» Task statement:
Please write out exactly the lines that begin at the line containing "the bicycle pedal" and run to the end of the records.

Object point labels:
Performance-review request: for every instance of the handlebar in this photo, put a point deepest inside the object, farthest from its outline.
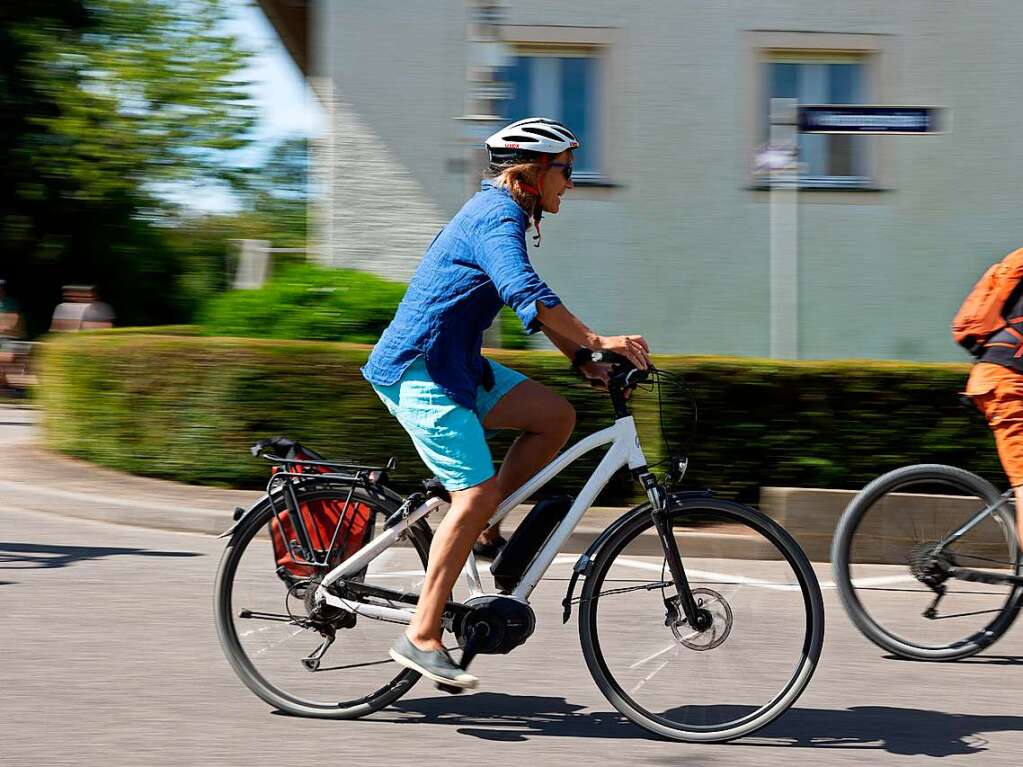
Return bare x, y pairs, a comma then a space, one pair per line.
624, 375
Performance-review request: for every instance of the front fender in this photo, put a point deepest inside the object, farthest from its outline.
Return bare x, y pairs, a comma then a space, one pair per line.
585, 560
239, 516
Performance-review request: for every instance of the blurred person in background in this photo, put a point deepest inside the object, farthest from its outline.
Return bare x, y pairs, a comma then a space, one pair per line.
11, 328
429, 370
81, 310
10, 315
995, 382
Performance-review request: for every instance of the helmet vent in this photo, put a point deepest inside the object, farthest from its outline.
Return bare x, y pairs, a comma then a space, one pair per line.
541, 132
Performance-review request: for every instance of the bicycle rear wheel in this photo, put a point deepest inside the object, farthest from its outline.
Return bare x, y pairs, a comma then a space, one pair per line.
264, 630
888, 577
744, 671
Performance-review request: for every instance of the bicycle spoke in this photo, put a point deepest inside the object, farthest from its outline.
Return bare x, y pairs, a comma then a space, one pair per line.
901, 589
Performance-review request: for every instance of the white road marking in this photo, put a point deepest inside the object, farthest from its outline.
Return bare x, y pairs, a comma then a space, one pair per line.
648, 659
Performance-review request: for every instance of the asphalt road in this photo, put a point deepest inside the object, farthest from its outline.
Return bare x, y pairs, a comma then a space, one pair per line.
108, 657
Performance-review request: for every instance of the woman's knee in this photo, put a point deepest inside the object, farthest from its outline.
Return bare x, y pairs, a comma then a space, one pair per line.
481, 500
564, 417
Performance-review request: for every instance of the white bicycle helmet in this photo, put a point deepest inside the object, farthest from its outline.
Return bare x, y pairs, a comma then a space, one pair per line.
522, 141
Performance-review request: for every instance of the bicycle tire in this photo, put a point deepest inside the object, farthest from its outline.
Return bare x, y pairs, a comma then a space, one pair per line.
842, 544
812, 627
242, 665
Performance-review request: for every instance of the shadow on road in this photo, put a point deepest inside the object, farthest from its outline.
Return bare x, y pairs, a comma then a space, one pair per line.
492, 716
978, 660
35, 555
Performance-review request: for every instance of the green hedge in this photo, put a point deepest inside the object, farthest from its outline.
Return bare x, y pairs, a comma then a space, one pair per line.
312, 303
187, 408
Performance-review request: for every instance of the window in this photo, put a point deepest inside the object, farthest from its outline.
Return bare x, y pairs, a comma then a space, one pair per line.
821, 79
563, 86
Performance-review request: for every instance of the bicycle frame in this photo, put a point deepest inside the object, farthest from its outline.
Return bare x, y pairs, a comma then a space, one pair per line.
976, 520
625, 450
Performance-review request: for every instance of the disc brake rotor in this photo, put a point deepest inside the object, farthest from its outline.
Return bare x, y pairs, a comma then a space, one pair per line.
720, 625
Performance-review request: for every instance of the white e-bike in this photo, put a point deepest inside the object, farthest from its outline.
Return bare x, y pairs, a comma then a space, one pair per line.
701, 619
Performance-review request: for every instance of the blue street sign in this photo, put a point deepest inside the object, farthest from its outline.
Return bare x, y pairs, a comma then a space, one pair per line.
869, 120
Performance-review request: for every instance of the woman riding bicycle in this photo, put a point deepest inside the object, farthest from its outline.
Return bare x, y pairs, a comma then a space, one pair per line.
429, 370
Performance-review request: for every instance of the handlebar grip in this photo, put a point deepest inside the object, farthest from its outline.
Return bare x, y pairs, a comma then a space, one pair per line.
588, 355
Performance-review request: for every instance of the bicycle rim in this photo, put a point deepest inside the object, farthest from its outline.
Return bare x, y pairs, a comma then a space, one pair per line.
722, 683
259, 623
889, 577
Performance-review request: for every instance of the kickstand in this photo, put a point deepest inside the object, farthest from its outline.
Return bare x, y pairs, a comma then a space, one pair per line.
932, 612
312, 662
468, 653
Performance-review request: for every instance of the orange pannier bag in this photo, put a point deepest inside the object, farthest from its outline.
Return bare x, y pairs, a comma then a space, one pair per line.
344, 524
982, 314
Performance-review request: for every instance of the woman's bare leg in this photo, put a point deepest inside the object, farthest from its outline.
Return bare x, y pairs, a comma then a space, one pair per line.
453, 540
545, 420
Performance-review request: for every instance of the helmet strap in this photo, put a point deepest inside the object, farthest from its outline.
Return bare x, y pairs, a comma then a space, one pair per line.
537, 209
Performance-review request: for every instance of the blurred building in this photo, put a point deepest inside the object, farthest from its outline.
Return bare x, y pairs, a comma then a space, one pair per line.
667, 232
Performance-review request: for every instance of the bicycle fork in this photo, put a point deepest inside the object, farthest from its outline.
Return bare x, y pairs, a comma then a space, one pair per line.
682, 603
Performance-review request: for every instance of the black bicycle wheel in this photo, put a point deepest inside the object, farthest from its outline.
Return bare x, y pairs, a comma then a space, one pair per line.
888, 576
737, 676
261, 622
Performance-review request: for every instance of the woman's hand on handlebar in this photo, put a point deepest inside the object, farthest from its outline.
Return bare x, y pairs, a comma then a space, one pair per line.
632, 348
596, 373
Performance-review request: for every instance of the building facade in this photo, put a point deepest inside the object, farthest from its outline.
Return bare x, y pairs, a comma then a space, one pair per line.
668, 231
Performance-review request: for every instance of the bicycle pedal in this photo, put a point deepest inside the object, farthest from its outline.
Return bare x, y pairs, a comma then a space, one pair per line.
450, 688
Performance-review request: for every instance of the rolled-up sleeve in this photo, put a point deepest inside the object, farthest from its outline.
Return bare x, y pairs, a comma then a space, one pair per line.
501, 254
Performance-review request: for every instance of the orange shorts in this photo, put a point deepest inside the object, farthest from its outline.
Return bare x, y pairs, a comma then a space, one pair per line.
997, 393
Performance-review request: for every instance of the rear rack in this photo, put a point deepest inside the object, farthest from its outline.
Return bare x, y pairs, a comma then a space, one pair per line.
391, 464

» Worked solution:
Performance-review request: for every instance of the bicycle pedal in this photo, put a point deepest inside the object, farthest from its outline.
Return bare x, y pairs, a comma then a space, one pair per line.
450, 688
Performance-review request: for every instance of the rolled-up sleeve in this photo, put a point deepest inside the object, farthest from its outline.
Return bare x, y pairs, a comma then a space, one pair per line.
501, 254
Performance-review request: for every instance of the orange shorts in this photo, put a point deepest inside the object, farthest from its outline.
Return bare x, y pairs, a comma then a space, one pair per line.
997, 393
Performance-review request: for every instance of the rear rack in this photo, put a point deepest inside the object, farthest from its outline.
Return bare x, y pairs, a comma then a space, one pair per line.
391, 464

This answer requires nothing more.